*Text section*.
____________________

Project: Solar Sail Houses
Architect: Superhelix Pracownia Projektowa – Bartłomiej Drabik
Structural engineer: MM-Konstrukcje Budowlane
Location: Kraków, Poland
Floor area: 950 m2
Completion year: 2023
Photo Credits: Bartłomiej Drabik
The estate has been designed in the northern part of Krakow near the border with Zielonki. This is a residential area of the city, which keeps growing rapidly in recent years.
The complex consists of four buildings, joined in pairs. Each house is divided into two separate apartments. The division was arranged in such a way that the apartments always had access to either gardens or large terraces. Duplex buildings are not connected in the most common way, which is by the shortest elevation, but by part of the north elevation of one building and part of the south elevation of the other. Such interlocking of buildings increase the privacy of the future residents and creates small courtyards. In addition, thanks to this, the buildings do not have a uniform elevation line, which emphasizes their volume and breaks up the long facade.

____________________

*Dataset*.
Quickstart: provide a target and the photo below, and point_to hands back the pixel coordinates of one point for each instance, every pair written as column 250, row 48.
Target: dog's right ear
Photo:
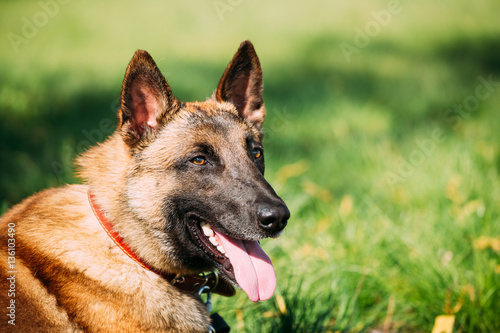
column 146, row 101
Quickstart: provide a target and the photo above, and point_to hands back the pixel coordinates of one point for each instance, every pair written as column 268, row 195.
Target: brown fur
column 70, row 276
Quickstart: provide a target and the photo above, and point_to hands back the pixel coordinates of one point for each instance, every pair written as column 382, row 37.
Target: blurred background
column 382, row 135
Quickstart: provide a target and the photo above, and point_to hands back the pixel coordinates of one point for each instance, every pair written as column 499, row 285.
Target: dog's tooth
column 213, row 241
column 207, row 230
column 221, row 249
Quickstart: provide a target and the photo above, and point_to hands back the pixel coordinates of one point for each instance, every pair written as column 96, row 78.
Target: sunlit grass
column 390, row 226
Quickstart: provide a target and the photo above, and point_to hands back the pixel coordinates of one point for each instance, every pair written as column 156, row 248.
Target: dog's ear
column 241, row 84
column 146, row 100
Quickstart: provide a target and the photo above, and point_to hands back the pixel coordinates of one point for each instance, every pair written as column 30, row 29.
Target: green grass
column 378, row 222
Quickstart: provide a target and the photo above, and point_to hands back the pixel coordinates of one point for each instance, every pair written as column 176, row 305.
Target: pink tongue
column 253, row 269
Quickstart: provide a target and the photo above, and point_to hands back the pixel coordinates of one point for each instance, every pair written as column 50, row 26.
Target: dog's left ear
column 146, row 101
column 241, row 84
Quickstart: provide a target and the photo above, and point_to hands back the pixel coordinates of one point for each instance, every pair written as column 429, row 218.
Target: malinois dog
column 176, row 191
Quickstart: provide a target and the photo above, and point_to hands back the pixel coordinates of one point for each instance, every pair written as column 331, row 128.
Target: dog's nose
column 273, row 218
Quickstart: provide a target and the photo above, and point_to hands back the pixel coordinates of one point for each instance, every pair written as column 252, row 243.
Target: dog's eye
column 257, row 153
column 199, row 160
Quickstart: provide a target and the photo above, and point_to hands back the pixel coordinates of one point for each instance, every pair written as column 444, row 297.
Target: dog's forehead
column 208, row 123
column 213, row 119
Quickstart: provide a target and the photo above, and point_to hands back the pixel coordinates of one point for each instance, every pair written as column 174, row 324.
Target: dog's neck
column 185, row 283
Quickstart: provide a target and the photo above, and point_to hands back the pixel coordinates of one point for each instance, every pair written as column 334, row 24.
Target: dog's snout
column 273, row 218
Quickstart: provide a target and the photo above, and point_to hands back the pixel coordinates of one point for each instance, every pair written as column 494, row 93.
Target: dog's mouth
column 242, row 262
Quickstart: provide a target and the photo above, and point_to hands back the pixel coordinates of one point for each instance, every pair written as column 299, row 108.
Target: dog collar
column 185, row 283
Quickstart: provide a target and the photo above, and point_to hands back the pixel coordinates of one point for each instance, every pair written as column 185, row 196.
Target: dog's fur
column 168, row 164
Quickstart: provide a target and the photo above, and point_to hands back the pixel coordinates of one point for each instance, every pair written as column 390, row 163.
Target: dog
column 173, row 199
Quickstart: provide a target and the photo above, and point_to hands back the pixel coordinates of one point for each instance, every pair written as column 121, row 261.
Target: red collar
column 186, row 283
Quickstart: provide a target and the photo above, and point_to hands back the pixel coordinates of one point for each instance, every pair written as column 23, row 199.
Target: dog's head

____________________

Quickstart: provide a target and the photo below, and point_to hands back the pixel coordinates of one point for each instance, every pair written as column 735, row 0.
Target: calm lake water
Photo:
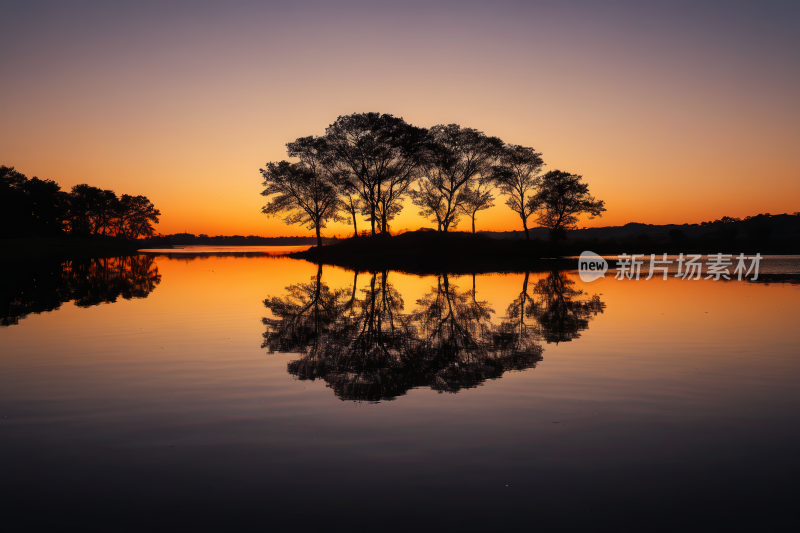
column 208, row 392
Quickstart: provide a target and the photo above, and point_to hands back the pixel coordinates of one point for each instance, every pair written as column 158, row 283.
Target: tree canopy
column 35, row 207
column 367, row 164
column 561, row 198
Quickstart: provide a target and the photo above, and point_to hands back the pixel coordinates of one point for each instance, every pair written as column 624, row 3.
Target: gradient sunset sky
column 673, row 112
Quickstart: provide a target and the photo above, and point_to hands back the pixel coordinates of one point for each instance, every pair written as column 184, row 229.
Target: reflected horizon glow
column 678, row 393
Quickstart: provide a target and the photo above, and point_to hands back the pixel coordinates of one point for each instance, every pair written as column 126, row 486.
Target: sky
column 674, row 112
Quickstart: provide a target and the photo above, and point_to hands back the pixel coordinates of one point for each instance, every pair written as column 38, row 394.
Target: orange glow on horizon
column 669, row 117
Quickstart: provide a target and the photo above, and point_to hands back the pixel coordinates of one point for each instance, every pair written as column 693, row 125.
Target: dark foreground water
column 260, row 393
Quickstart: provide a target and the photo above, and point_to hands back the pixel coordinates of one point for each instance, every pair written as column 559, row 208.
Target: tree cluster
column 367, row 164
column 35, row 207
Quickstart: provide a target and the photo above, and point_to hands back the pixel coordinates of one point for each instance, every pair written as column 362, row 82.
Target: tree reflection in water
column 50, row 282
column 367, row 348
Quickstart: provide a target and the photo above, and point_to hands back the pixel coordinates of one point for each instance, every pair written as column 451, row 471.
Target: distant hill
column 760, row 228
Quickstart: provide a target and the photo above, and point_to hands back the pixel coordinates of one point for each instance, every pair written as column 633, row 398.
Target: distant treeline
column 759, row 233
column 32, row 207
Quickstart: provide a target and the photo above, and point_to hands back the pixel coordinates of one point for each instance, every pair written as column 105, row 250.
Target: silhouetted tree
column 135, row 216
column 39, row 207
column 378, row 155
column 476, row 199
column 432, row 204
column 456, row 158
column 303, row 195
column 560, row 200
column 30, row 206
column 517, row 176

____________________

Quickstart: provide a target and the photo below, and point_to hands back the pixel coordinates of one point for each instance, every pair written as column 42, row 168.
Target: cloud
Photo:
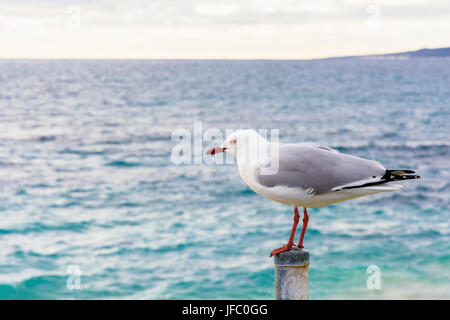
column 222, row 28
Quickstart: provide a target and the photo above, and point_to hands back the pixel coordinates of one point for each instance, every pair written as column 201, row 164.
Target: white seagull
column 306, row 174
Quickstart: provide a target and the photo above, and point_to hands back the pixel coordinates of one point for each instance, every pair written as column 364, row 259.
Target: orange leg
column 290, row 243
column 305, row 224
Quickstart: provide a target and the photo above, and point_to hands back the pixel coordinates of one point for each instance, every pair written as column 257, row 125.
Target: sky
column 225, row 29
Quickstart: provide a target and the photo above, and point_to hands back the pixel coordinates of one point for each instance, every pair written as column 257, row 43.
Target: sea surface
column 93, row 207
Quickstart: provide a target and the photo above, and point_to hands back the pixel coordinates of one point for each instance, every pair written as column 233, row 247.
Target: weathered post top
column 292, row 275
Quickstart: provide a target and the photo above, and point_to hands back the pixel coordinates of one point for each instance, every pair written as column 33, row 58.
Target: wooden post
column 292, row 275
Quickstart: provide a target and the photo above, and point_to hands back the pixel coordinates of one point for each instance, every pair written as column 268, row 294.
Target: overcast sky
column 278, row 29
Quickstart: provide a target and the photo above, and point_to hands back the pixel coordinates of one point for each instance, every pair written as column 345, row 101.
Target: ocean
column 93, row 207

____________________

*Exercise requirements*.
- A) Edit the passage of the Solar Sail Houses description that opens with the words containing "The complex consists" and closes with "the long facade.", replacing "courtyards" with "patios".
- B) Carry the Solar Sail Houses description on from its final sentence.
The data above was taken from a source unrelated to the text.

*Written answers*.
- A)
The complex consists of four buildings, joined in pairs. Each house is divided into two separate apartments. The division was arranged in such a way that the apartments always had access to either gardens or large terraces. Duplex buildings are not connected in the most common way, which is by the shortest elevation, but by part of the north elevation of one building and part of the south elevation of the other. Such interlocking of buildings increase the privacy of the future residents and creates small patios. In addition, thanks to this, the buildings do not have a uniform elevation line, which emphasizes their volume and breaks up the long facade.

- B)
Unusually shaped roofs are a characteristic feature of the estate. The local building law specified the rules for shaping roofs in such a way that the ridge must be perpendicular to the front of the plot and the neighboring street. Given the shape of the plot, to maintain a suitable functional layout of the apartments, it was necessary to twist the ridges only and leave the main volume parallel to the boundaries of the property.
The use of renewable energy sources was also an important factor. The twisted ridge resulted in a reduced area suitable for mounting photovoltaic cells, so the southern slope was extended, hanging over the northern elevation to form a sail-like element. The solar sail, because it increases the mounting area of the cells – hence the name of the houses.
The houses were built using technology traditional to the region. Brick walls and reinforced concrete columns and ceilings, wooden roof trusses.
The choice of facade materials highlights the division of the buildings into smaller blocks. Parts with pitched roofs are finished in trapezoidal sheet metal, separated by lower blocks covered in larch wood.